*What the exercise asks*
Continue the text on localization barriers to trade, starting right after its last sentence; it is not part of the material that follows it.

*Text segment*
_____

But as important as it is to celebrate the contribution manufacturing makes to a vibrant U.S. economy, the day should also recognize the significant trade barriers U.S. manufacturers continue to face in global markets—especially as a growing number of countries have resorted to embracing a particularly pernicious form of trade barrier known as localization barriers to trade (LBTs), as Information Technology and Innovation Foundation (ITIF) writes in Localization Barriers to Trade: Threat to the Global Innovation Economy.
Localization barriers to trade pressure foreign enterprises to localize economic activity in order to compete in a country’s marketplace. Essentially, LBTs force U.S. manufacturers to produce locally in order to serve certain countries’ markets in sectors ranging from life sciences, clean energy, and automobiles to information and communications technology (ICT) products. LBTs include policies such as local content requirements (which mandate that a certain percentage of goods sold in a country must be produced using local content); local production as a condition of market access; forced technology or intellectually property (IP) transfer as a condition of market access; and forced offsets.

_____

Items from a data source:
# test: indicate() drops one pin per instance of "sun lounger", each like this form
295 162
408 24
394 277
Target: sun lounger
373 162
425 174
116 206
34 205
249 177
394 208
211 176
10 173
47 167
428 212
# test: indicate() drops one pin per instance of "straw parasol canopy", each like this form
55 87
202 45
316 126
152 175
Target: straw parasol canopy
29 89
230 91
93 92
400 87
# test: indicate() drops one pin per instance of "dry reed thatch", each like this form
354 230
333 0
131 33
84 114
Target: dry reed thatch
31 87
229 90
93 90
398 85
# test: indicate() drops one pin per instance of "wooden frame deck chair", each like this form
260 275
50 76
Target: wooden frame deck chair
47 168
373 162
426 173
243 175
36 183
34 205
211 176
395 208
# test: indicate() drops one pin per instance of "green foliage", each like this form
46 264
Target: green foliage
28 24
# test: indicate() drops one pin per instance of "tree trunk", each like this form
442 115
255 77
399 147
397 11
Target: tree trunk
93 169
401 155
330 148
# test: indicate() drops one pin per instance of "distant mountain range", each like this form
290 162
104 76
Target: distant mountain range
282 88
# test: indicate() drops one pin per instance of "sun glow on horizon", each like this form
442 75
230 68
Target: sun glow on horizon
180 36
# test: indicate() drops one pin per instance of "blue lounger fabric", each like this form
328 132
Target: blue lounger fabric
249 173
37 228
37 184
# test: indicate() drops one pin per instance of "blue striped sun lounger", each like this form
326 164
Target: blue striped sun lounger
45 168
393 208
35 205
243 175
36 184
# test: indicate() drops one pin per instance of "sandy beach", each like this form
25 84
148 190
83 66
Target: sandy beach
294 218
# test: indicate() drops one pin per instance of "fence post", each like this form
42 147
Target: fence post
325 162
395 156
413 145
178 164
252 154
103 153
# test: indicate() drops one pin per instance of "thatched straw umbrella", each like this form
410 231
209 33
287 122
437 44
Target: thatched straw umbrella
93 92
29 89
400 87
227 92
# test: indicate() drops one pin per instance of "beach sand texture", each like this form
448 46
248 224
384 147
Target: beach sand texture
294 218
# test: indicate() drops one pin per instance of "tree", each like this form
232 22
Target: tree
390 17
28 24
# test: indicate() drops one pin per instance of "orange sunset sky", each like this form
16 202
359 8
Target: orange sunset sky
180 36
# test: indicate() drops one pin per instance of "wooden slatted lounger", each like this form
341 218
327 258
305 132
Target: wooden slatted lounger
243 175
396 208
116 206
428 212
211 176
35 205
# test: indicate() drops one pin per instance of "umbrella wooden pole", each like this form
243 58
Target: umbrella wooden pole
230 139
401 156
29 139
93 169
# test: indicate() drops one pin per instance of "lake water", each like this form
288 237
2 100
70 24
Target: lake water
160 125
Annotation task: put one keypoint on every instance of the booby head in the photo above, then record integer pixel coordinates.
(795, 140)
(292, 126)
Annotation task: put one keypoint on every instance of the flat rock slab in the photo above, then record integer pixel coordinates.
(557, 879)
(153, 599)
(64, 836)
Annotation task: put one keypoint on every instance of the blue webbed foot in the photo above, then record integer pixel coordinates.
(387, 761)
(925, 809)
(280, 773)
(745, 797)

_____

*Expected answer*
For example, India’s Preferential Market Access Mandate would require that at least 25 percent of the ICT goods sold in Indian public procurement markets be produced from local content by 2014, with this requirement rising potentially to 100 percent for some ICT products by 2020. Argentina, Brazil, Indonesia, Malaysia, Russia, and Vietnam are among the many additional countries that have introduced local content requirements seeking to force manufacturing activity from the United States to their nations. These policies affect as much as $1 trillion in total global trade and reduce the amount of global trade by almost $100 billion annually. Meanwhile, China has mandated joint ventures and technology transfer as a condition for U.S. enterprises to compete in its high-speed rail, steel, auto, and wind energy markets. And many countries, including Argentina, Japan, Israel, India, and Turkey, mandate “forced offsets” stipulating local production as a condition of both public (e.g., defense) and private (e.g., civil aviation) procurements.
The effects of these practices inflict significant damage on the U.S. economy, particularly to the U.S. manufacturing sector. LBTs raise production costs for the manufacturers affected by them (for if it made economic sense to localize production in the destination country, companies would have already done so) and this leads to lower profits for these enterprises and less investment in their home nations. Moreover, by forcing businesses to manufacture abroad instead of in the United States, LBTs lead directly to facility closures, cutbacks, or diminished expansion for U.S. manufacturers, and this can and has stifled economic and employment growth in the United States. Finally, these practices further the movement of IP and technical capacity out of the United States, which only enhances the deterioration of the U.S. industrial commons and inhibits domestic innovation.
Unfortunately, countries’ have been introducing LBTs with general impunity, while the global trade community has lacked the proper tools—and will—to combat the practice. It is incumbent upon the United States to take a leading role in countering the global spread of LBTs and to make clear to trade partners that continued use of such policies will not be tolerated.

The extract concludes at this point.